-- GIVEN EXERCISE --
Show each line below that contains the string "fixture", matching case exactly.

Rows taken from a dataset:
··········

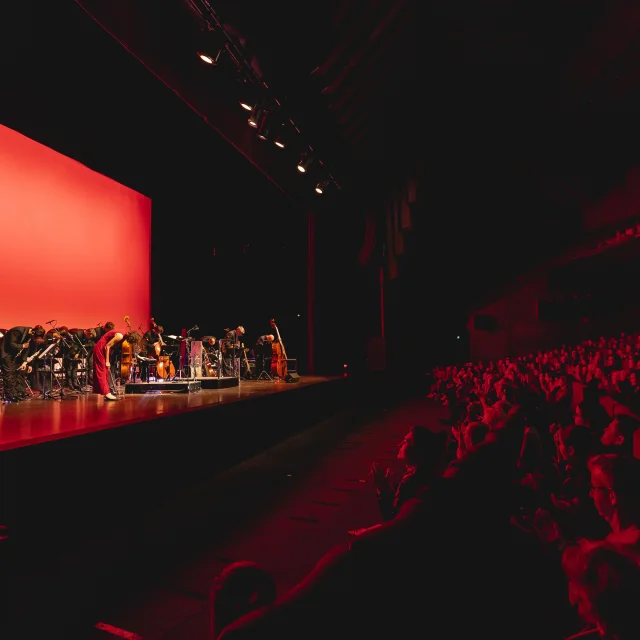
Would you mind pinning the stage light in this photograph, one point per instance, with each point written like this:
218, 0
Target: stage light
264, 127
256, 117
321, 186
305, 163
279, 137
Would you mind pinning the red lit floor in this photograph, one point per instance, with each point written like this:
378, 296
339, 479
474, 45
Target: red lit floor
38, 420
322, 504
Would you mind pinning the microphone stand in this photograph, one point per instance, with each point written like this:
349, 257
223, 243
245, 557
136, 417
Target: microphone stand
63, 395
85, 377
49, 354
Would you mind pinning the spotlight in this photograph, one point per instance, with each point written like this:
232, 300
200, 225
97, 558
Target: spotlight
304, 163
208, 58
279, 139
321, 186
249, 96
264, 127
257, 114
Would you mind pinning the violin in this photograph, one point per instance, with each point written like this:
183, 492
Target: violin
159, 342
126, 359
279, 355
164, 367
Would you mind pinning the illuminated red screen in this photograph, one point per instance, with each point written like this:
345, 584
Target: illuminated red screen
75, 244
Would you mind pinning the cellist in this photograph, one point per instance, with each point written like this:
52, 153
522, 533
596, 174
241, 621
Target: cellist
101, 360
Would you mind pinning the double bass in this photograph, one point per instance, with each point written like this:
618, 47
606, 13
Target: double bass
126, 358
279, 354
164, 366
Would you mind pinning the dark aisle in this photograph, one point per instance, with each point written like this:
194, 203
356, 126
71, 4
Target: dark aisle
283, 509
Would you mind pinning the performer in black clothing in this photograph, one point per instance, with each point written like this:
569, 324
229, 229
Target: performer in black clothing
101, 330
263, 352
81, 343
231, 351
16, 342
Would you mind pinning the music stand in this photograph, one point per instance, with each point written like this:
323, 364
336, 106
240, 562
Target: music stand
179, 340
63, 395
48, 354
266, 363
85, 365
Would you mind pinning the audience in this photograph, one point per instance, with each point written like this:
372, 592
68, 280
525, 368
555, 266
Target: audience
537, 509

··········

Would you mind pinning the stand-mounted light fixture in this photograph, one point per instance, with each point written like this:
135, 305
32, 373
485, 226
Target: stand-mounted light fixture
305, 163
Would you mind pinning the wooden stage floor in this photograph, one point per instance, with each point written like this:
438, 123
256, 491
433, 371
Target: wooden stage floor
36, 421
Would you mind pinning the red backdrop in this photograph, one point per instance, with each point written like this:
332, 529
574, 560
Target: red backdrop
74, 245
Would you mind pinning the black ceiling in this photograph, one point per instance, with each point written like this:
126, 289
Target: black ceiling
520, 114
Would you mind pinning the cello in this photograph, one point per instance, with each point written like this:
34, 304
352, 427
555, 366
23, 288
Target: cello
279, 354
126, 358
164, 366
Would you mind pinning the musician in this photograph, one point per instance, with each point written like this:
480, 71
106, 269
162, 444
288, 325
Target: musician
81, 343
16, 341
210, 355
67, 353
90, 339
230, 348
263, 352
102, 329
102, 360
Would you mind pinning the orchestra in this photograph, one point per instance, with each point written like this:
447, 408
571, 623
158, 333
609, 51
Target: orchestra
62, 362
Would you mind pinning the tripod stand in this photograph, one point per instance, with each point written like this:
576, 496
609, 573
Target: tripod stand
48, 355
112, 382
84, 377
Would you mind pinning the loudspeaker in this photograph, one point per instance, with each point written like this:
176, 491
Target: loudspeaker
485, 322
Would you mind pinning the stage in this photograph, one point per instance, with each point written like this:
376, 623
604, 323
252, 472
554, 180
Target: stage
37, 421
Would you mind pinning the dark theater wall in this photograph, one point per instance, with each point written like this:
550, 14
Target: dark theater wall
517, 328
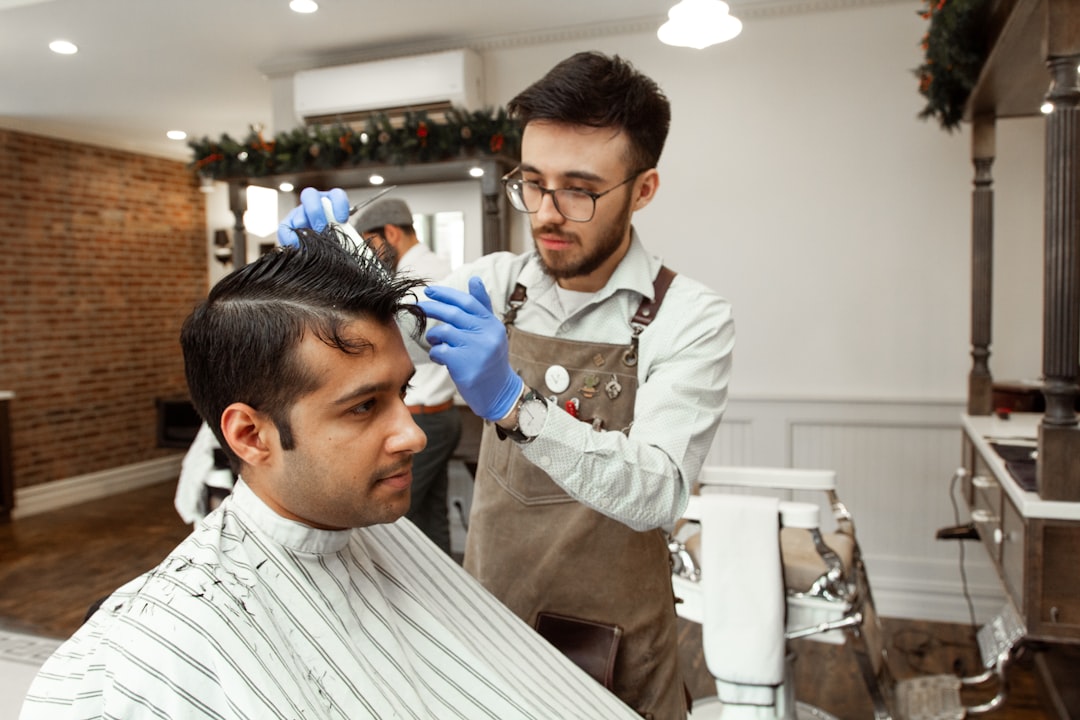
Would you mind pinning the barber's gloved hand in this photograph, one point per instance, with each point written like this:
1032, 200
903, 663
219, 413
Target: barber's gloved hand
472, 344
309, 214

··········

-- WRITTEN SOLUTION --
Would you mind pinning the stand-mounted light fixture in this photograph, one point per instance, with each point written like this:
Target: stand-mounted light fixture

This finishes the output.